▶ **Stated goal**: Print the entire listing. Each line must match the original exactly.

▶ **Supplied information**:
* * *

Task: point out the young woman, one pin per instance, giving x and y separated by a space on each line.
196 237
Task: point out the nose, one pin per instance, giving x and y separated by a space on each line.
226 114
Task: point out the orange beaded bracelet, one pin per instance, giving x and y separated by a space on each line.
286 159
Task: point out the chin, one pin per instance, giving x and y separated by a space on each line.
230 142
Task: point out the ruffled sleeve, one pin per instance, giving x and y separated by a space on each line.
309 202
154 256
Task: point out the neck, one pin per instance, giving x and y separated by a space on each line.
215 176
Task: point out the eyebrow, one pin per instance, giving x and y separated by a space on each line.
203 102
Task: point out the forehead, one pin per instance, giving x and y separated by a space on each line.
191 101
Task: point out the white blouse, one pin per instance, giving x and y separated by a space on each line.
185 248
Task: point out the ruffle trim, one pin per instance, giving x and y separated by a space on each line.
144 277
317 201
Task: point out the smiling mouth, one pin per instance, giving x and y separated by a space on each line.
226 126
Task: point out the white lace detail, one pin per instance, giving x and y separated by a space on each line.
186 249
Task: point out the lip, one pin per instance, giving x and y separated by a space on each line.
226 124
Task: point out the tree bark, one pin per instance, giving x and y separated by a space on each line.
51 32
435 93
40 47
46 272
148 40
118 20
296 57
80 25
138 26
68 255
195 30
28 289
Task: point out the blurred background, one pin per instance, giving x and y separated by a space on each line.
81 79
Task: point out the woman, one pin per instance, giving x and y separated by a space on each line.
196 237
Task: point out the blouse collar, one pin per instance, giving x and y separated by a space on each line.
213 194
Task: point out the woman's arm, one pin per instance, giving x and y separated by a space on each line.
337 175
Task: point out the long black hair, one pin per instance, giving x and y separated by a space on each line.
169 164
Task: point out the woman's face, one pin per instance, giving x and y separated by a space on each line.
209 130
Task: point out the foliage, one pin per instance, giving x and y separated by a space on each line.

* * *

▶ **Result**:
Task: point out the young woman, one pin per instance, giving x and y separated by a space on each line.
196 237
Task: point out the nose, one pin per instance, giving x and y separated by a space on each line.
226 114
Task: point out the orange beaded bracelet, one pin per instance, giving x and y separated by a space on each line.
286 159
Task: point out the chin, one pin per instance, giving x and y separated by a space on each line.
230 142
Task: point out the ruffled sleeve, one pin per instance, giving x and y separated by a space on each line.
309 202
154 256
Task: point out the neck, one pin per instance, giving x and y separated by a space on each line.
215 176
Task: point out the eyebrow, one pin per instance, giving x and y separated by a space on each line.
203 102
Task: point out the forehead, one pin per instance, giving x and y separated by a space on each line.
191 101
Task: point out the white blouse, one pin per instance, giving x and y separated by a space on each line.
185 248
Task: point out the ruffle trim, one pin per instance, giving x and y separated by a space on each line.
144 277
317 201
Task: point out the smiling mouth, one pin per instance, giving x and y separated by a space on each line.
226 126
Task: point out the white lace detail, one pin per instance, giving x and y separated by a space on each line.
186 249
Task: point out the lip, one pin per instance, giving x and y separated by a space on each line.
226 124
Task: point out the tree bark, one pin per instance, giving x and y separated by a space on each line.
51 32
435 93
40 47
46 272
148 40
118 20
296 57
80 25
138 26
68 255
195 30
28 289
Task: point out the blurred background, one pin per instance, giving x and y separated by a space on each line.
81 79
Task: point out the woman, one pin per instance, giving x and y separated by a space on each line.
196 237
Task: point out the blouse collar, one pin per instance, giving x and y separated by a space on each line.
213 194
Task: point out the woman's arm, one pin per instance, giving x and y separated by a space on each line.
337 175
Task: point out the long black hair, one pin per instance, giving x and y separated by a space on each line.
169 164
Task: point out the woman's face, one pin per instance, giving x and y separated by a space on each line.
209 130
Task: point out the foliage, one pin per instance, giving x and y separated by a space on each line.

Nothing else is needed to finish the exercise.